◆ **GIVEN PASSAGE**:
LLM eval suite

Run the same prompt across all 4 LLM APIs in parallel for $0.02 per call. Cheap enough that a 1,000-prompt eval suite is $20. Drop-in replacement for the "fan out across providers" boilerplate.

Why it matters

Most LLM eval suites loop one provider at a time, which is slow and ratchets up cost via per-provider billing. mode:quick fans out to all 4 in parallel and charges a single 2¢ — bundled tokens, no per-provider invoice surprises.

Code

javascript

import fetch from "node-fetch";

const PROMPTS = [
  { id: "geography",  text: "What is the capital of Australia?",     expected: "Canberra" },
  { id: "math",       text: "What is 7 * 6?",                          expected: "42" },
  { id: "code",       text: "Write a Python one-liner to reverse a string." },
];

async function eval_(prompt: string, expected?: string) {
  const res = await fetch("https://api.mentionsapi.com/v1/check", {
    method: "POST",
    headers: { Authorization: `Bearer ${process.env.MENTIONSAPI_KEY}`, "Content-Type": "application/json" },
    body: JSON.stringify({ mode: "quick", query: prompt, brand: expected ?? "" }),
  });
  const { providers } = await res.json();
  return Object.fromEntries(
    Object.entries(providers).map(([k, v]: [string, any]) => [k, { context: v.context, mentioned: v.mentioned }]),
  );
}

for (const p of PROMPTS) {
  const result = await eval_(p.text, p.expected);
  console.log(`\n--- ${p.id}: ${p.text} ---`);
  console.log(JSON.stringify(result, null, 2));
}

Tip

For brand-mention evals (does provider X cite my brand?), pass the brand name in brand and read providers[].mentioned directly. For freeform evals, pass any string in brand (or a sentinel) and use providers[].context as the answer text.

◆ **DATA RECORDS**:
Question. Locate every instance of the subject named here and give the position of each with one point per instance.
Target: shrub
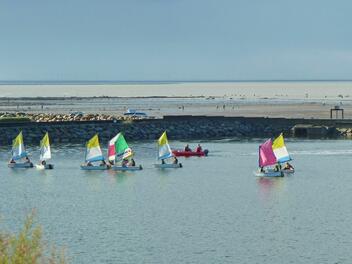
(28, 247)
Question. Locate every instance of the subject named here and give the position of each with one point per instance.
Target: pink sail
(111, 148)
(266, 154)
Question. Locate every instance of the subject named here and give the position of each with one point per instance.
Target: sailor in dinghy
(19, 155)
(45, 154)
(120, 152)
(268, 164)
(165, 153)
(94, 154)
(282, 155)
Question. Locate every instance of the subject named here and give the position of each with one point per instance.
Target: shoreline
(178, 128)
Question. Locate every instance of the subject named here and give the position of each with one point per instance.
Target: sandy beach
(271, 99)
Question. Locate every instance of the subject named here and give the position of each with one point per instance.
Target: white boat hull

==

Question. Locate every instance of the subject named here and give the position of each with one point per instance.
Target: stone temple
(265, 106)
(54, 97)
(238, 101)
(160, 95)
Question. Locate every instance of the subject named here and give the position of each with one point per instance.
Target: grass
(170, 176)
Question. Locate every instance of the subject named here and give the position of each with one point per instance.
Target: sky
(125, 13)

◆ **WORK REQUEST A**: According to the LLM eval suite page, what would a 1,000-prompt eval suite cost?
◆ **WORK REQUEST B**: List every prompt id defined in the PROMPTS array on the LLM eval suite page.
◆ **WORK REQUEST C**: Write out the LLM eval suite page from "For brand-mention evals" to "the answer text.".
The entries have no connection to the LLM eval suite page.

◆ **EXPECTED ANSWER A**: $20

◆ **EXPECTED ANSWER B**: geography, math, code

◆ **EXPECTED ANSWER C**:
For brand-mention evals (does provider X cite my brand?), pass the brand name in brand and read providers[].mentioned directly. For freeform evals, pass any string in brand (or a sentinel) and use providers[].context as the answer text.